→ Excerpted records:

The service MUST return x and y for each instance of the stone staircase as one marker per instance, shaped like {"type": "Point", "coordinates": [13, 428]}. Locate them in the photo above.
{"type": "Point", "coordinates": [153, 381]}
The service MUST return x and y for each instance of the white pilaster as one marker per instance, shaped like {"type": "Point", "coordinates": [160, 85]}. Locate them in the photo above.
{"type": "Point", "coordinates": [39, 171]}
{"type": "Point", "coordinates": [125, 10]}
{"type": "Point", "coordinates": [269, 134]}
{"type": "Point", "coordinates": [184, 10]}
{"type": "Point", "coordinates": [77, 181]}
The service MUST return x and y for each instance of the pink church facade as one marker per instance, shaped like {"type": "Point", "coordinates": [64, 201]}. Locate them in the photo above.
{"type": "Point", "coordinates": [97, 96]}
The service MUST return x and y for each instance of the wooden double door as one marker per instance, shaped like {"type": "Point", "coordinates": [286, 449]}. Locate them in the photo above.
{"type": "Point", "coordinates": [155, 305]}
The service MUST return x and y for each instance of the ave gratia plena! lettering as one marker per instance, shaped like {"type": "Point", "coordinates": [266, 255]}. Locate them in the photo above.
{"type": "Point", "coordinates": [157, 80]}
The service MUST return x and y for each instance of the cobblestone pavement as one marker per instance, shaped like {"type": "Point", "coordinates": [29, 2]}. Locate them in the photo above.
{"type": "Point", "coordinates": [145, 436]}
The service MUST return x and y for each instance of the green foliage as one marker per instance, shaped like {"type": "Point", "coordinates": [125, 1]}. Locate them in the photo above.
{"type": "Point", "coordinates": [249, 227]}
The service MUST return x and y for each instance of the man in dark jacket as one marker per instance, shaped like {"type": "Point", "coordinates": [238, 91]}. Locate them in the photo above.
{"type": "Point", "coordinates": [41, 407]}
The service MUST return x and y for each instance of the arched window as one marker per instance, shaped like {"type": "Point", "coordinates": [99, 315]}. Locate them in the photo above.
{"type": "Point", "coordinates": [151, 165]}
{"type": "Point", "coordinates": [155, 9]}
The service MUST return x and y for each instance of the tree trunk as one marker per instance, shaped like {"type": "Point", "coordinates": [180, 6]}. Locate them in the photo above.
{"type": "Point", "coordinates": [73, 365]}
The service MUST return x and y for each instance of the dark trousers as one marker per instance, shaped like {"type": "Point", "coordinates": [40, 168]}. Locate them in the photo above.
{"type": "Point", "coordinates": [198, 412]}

→ Problem to work on: Nothing should be left out: repeat all of the data exactly.

→ Task result:
The service MUST return x and y for each instance of the stone staircase as one marker per instance, shaped like {"type": "Point", "coordinates": [13, 428]}. Locate them in the photo above.
{"type": "Point", "coordinates": [153, 381]}
The service MUST return x and y for each instance of the white pilaster as one marker per instance, shaped like {"type": "Point", "coordinates": [160, 85]}. Locate them in the photo above.
{"type": "Point", "coordinates": [39, 171]}
{"type": "Point", "coordinates": [125, 10]}
{"type": "Point", "coordinates": [269, 134]}
{"type": "Point", "coordinates": [184, 10]}
{"type": "Point", "coordinates": [77, 181]}
The service MUST return x and y for each instance of the pink church facade as one marker per instance, shaped like {"type": "Point", "coordinates": [64, 201]}. Locate them in the photo above.
{"type": "Point", "coordinates": [97, 96]}
The service MUST return x and y for each instance of the wooden double door as one marker per instance, shaped like {"type": "Point", "coordinates": [286, 449]}. Locate them in the photo above.
{"type": "Point", "coordinates": [155, 305]}
The service MUST return x and y for each instance of the ave gratia plena! lettering as one marker per instance, shaped like {"type": "Point", "coordinates": [266, 255]}. Locate them in the photo above.
{"type": "Point", "coordinates": [157, 80]}
The service MUST return x and y for each instance of the cobblestone pavement as one marker per instance, shaped like {"type": "Point", "coordinates": [29, 2]}. Locate them in the photo above.
{"type": "Point", "coordinates": [145, 436]}
The service MUST return x and y for each instance of the green foliage as one marker per instance, shaped like {"type": "Point", "coordinates": [125, 1]}. Locate them in the photo above.
{"type": "Point", "coordinates": [249, 227]}
The service MUST return x and y for each instance of the man in dark jacket as one marker per instance, shaped like {"type": "Point", "coordinates": [238, 91]}. Locate them in the photo above.
{"type": "Point", "coordinates": [41, 407]}
The service MUST return x and y for each instance of the arched window as one marker per instance, shaped like {"type": "Point", "coordinates": [99, 315]}. Locate them in the photo above.
{"type": "Point", "coordinates": [151, 165]}
{"type": "Point", "coordinates": [155, 9]}
The service MUST return x and y for each instance of the tree trunk as one marker per instance, shaped like {"type": "Point", "coordinates": [180, 6]}. Locate them in the photo above.
{"type": "Point", "coordinates": [73, 365]}
The service MUST return x and y for each instance of the dark trousers as one marker per instance, shaped like {"type": "Point", "coordinates": [40, 168]}. Locate them in the photo above.
{"type": "Point", "coordinates": [198, 412]}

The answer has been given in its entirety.